We have not a quarrel between a UTF and non-UTF solution. I think both should be developed.
Quote from: agridoc on January 04, 2006, 12:19:49 PMSMF' s team should consider all the trends and possibilities. Compuart' s message (http://www.simplemachines.org/community/index.php?topic=63235.msg443044#msg443044) shows they take care of all this.
We can discuss the limitations and other things about the non-UTF solution in http://www.simplemachines.org/community/index.php?topic=64142.0
I will also try to help, if I can, in the development of the UTF solution here.
Quote from: spiros on January 04, 2006, 05:20:49 PM
This is hardly a solution. In fact this forum works on this principle: converting all non-latin scripts to html entities (just use view source on this case - say the Greek board- and compare with view source in a UTF page - what do you see?). The only real solution is unicode. It is not by chance that google and other major internet companies use unicode instead of converting all non latin output to... entities! ;)
Agreed. A solution with entities are too European centric. It won't work for Asian. Technically, you can replace all characters by UNICODE code point entity representation, but UNICODE entity representation shouldn't be used that way.
------------------------------------------------------------
TASKS FOR THIS EXERCISE:
1. Answer these questions about the forum thread on Unicode support:
(a) To what does the forum convert all non-Latin scripts?
(b) What do Google and other major internet companies use instead of entities?
(c) For which users does the last message say a solution with entities won't work?
2. In the forum thread on Unicode support, condense the paragraph beginning "This is hardly a solution" into a short bulleted list that keeps its main facts.
3. Summarize the forum thread on Unicode support in two sentences.
Base every answer on the forum thread alone.

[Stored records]
------------------------------------------------------------
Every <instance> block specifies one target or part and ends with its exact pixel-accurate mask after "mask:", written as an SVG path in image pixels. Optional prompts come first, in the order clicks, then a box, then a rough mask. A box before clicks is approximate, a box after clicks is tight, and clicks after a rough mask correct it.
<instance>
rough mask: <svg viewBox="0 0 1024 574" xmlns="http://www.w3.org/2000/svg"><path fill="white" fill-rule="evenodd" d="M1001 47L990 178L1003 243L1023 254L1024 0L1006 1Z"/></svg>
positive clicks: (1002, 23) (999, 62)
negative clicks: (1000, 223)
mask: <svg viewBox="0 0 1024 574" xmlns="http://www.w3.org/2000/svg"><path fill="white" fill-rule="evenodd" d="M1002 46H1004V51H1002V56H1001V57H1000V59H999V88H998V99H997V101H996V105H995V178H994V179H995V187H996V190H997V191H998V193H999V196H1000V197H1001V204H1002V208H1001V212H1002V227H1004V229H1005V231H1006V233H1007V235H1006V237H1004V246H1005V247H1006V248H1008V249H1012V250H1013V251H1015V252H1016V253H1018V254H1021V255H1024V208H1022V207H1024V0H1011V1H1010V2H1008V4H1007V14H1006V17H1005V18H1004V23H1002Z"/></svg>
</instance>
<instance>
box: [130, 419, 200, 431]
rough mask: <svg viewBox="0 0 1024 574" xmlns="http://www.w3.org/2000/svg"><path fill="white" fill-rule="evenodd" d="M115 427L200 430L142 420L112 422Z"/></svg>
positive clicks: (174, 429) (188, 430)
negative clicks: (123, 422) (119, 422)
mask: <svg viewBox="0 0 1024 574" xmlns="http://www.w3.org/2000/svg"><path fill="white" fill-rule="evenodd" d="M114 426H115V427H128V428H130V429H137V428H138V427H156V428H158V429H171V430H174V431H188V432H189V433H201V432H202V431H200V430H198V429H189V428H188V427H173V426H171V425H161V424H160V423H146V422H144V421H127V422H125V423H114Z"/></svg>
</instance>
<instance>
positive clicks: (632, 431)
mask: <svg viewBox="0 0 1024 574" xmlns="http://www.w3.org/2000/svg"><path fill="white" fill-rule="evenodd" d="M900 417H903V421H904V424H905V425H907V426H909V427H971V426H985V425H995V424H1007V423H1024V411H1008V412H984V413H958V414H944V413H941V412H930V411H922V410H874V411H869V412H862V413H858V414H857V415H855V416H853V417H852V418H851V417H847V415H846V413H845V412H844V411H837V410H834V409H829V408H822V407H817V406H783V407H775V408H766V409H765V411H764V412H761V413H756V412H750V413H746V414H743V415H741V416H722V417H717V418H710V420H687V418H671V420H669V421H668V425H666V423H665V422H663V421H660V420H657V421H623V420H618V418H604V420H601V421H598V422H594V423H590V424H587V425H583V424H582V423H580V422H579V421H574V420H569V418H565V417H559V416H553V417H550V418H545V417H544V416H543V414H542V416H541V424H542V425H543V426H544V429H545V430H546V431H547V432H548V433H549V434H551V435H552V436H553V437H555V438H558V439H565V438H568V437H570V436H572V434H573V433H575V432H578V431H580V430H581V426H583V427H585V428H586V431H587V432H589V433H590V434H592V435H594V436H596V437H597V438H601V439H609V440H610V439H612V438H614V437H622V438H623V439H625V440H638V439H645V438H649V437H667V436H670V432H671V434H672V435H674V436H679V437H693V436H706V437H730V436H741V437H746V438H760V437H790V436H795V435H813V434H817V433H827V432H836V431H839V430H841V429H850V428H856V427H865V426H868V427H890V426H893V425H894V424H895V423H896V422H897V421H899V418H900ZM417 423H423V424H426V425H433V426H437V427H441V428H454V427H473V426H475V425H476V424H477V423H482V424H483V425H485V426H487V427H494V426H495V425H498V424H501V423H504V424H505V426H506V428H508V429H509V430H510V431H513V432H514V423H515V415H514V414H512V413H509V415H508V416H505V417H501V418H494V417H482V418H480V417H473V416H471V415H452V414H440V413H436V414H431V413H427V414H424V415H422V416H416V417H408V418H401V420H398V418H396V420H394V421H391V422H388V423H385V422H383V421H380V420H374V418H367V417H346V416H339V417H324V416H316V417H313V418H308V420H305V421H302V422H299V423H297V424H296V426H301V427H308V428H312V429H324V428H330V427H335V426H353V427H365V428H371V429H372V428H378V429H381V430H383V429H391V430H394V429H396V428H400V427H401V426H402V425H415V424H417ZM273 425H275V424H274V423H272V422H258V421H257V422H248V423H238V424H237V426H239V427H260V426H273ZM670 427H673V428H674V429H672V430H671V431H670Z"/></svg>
------------------------------------------------------------
RESULTS FOR EACH TASK:
1.
(a) HTML entities.
(b) Unicode.
(c) Asian users.

2.
- Converting to entities is hardly a solution.
- This forum already converts all non-Latin scripts to HTML entities, which shows when the page source of the Greek board is compared with that of a UTF page.
- The only real solution is Unicode.
- Google and other major internet companies use Unicode rather than converting non-Latin output to entities.

3. One participant holds that both a UTF and a non-UTF solution should be developed and offers to help with the UTF one. Others reply that converting non-Latin scripts to HTML entities is hardly a solution and is too European-centric to work for Asian users, so Unicode is the only real solution.